**Excerpts from a point labeling dataset**
···
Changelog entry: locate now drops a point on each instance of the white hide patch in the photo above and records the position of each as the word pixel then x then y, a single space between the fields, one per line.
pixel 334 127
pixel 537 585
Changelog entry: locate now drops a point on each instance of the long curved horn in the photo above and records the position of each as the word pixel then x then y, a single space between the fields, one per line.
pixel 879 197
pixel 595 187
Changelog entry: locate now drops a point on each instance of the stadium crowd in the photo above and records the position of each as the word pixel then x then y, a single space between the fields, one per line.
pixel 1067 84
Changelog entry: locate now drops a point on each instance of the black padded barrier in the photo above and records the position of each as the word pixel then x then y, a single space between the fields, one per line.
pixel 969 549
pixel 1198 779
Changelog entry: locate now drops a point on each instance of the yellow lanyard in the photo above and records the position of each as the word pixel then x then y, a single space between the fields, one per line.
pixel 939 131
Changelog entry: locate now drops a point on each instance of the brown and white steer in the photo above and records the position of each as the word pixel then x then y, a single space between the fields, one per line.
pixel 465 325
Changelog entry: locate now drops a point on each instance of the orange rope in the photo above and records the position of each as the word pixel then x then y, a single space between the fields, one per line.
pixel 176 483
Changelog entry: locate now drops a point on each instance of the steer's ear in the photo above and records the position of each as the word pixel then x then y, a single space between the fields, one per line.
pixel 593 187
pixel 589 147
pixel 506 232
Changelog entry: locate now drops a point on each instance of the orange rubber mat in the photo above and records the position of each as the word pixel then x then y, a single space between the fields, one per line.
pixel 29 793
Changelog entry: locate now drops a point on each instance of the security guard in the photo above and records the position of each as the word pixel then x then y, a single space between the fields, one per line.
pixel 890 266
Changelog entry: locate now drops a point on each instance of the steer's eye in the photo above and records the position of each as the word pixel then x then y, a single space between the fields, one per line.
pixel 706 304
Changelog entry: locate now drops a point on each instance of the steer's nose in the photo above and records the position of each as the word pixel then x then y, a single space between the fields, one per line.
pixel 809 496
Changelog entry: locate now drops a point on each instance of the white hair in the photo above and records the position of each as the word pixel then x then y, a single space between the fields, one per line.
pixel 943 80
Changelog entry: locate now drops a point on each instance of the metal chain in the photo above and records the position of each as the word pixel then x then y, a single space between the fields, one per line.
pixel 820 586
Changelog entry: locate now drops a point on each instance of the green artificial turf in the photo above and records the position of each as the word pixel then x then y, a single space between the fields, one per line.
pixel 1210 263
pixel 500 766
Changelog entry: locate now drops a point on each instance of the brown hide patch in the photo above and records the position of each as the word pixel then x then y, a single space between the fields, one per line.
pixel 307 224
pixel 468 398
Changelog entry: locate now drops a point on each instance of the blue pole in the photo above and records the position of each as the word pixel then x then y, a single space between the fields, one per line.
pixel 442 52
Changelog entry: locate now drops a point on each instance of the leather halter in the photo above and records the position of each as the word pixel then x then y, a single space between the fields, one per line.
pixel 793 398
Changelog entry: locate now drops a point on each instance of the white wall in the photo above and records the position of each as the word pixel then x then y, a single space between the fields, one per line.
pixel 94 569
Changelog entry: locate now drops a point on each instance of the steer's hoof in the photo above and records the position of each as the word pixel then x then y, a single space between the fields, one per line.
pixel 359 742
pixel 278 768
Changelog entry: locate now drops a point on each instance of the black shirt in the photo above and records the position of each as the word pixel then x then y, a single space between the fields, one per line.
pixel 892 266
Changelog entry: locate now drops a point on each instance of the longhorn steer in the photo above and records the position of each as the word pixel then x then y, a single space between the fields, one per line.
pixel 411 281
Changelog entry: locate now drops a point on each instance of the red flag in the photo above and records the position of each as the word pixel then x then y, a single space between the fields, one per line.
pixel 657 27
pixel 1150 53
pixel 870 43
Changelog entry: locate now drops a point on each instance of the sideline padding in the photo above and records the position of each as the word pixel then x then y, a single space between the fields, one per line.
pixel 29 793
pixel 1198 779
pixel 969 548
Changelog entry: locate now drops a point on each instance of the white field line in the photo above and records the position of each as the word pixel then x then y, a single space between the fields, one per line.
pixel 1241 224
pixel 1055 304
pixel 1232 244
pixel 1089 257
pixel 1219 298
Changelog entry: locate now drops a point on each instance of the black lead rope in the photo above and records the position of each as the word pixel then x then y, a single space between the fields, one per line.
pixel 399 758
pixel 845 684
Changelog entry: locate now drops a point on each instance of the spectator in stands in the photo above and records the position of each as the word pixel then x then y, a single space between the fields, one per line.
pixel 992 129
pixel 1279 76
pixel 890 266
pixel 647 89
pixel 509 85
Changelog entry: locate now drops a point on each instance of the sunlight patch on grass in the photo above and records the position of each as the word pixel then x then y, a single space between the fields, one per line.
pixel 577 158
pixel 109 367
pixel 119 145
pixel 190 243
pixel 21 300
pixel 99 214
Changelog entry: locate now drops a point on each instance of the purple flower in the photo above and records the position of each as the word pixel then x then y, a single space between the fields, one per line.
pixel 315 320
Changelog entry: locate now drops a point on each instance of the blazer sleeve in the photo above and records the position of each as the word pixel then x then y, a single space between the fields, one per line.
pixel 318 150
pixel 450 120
···
**What you should do**
Reproduce every item above verbatim, line for line, without changing a character.

**Response to this exercise**
Changelog entry: locate now drops a point on each instance of the white hide patch in the photo above and records the position of each as the word pixel then x then y, a single space between the fields, one per line.
pixel 334 127
pixel 537 585
Changelog entry: locate now drops a point on each instance of the long curved horn in the photo above and records the position of each as the word pixel then x then y, a single space between the fields, one per line.
pixel 879 197
pixel 595 187
Changelog entry: locate now drops a point on each instance of the stadium crowd in the photo above and records the position of each as the word pixel then x then y, a single space between the fields, one per line.
pixel 1067 84
Changelog entry: locate now drops a point on each instance of the black padded barrier in the photo above and records the position of each as the word pixel then x then y, a single space between the fields, one per line.
pixel 969 549
pixel 1198 779
Changelog entry: locate now drops a point on each instance of the yellow lanyard in the photo above and records the position of each as the word pixel then x then y, a single space between the fields, one per line.
pixel 939 131
Changelog entry: locate now drops a point on each instance of the brown and white steer in the photo above and records the position of each as the word pixel then x then y, a single space between the fields, one per line.
pixel 465 325
Changelog entry: locate now drops a point on each instance of the orange rope in the photo above and records the position of each as the word pixel then x then y, a single space between the fields, one per line.
pixel 176 483
Changelog entry: locate now drops a point on each instance of the steer's ear in the photo above and records the position of each as the word pixel then x then y, a single space between the fields, one per line.
pixel 593 187
pixel 589 147
pixel 506 232
Changelog entry: locate now drops a point on each instance of the orange rubber mat in the photo above and records the position of each as the word pixel then x then y, a single space between the fields, one per line.
pixel 29 793
Changelog entry: locate now drops a point on each instance of the security guard in the photo above and records the position of each as the word pixel then x then y, a single space between the fields, one per line.
pixel 890 266
Changelog entry: locate now drops a point on each instance of the steer's eye in the photo above and records the position of each as the word pixel then x then y, a single space between the fields, one per line.
pixel 706 304
Changelog entry: locate now drops a point on each instance of the steer's nose in the photo above and records the position of each as the word pixel then x then y, a single space between the fields, one per line.
pixel 809 496
Changelog entry: locate now drops a point on each instance of the white hair in the photo above and records the position of each as the word pixel then x then y, a single space between the fields, one per line.
pixel 943 80
Changelog entry: locate now drops a point on each instance of the metal chain in the photo above and records the position of each as the word pixel then x then y, a single space between the fields, one per line.
pixel 820 586
Changelog entry: locate now drops a point on each instance of the green artificial turf in the photo above and records the position of each as the word pixel then x then y, a single space between the fields, one per line.
pixel 1210 263
pixel 500 766
Changelog entry: locate now drops a point on each instance of the brown hide patch in the photo above and records the position of each as the word pixel then x then y, a single space between the fields, one per line.
pixel 307 224
pixel 468 398
Changelog entry: locate now drops a point on each instance of the blue pole in the photo above and records the position of each as the word pixel then x then y, a single space between the fields, one per line.
pixel 442 52
Changelog entry: locate now drops a point on each instance of the leather halter in the photo above and records the position of each as the word pixel then x then y, a single space between the fields, one per line.
pixel 793 398
Changelog entry: locate now drops a point on each instance of the white wall in the photo above and records the position of each as the word pixel then x then y, a single space between the fields, one per line.
pixel 94 569
Changelog entry: locate now drops a point on each instance of the steer's hoof in the photo above and records the position of each as the word pixel then x then y, a single space between the fields, one per line.
pixel 359 742
pixel 278 768
Changelog entry: locate now drops a point on each instance of the black shirt in the photo above and records the position of each as the word pixel then x then y, a single space between the fields, one per line.
pixel 892 266
Changelog entry: locate now drops a point on each instance of the longhorn steer in the photo above and records the position of each as the word pixel then x then y, a single space between the fields, one per line.
pixel 411 281
Changelog entry: locate now drops a point on each instance of the red flag in the photo above and records the position of each as the word pixel then x then y, a single space between the fields, one per line.
pixel 657 27
pixel 1150 53
pixel 870 43
Changelog entry: locate now drops a point on each instance of the sideline padding in the photo above and records the position of each as the word pixel then x then y, a single space between the fields, one per line.
pixel 29 793
pixel 1198 779
pixel 969 548
Changelog entry: locate now drops a point on each instance of the white field line in the photo above and records the position of each as the word pixel then x then y, a single space between the fields, one per line.
pixel 1241 224
pixel 1055 304
pixel 1232 244
pixel 1089 257
pixel 1219 298
Changelog entry: locate now drops a point on each instance of the black lead rope in the photo above and records the position of each as the word pixel then x then y, a single space between the fields, one per line.
pixel 399 758
pixel 845 684
Changelog entry: locate now drops a point on each instance of the spectator in stands in the photo above and records the position of each as the word pixel then x then y, a single space between the fields, one per line.
pixel 992 129
pixel 1279 76
pixel 890 266
pixel 647 89
pixel 509 85
Changelog entry: locate now drops a point on each instance of the sunlight patch on grass in the photo above and records the position of each as the word pixel then x then y, a single space between the fields, one per line.
pixel 577 158
pixel 109 367
pixel 119 145
pixel 190 243
pixel 21 300
pixel 99 214
Changelog entry: locate now drops a point on each instance of the purple flower in the photo above and records the position of each as the word pixel then x then y, a single space between the fields, one per line.
pixel 315 320
Changelog entry: locate now drops a point on each instance of the blazer sleeve in the photo above and records the position of each as the word pixel then x then y, a single space between the fields, one per line.
pixel 318 150
pixel 450 120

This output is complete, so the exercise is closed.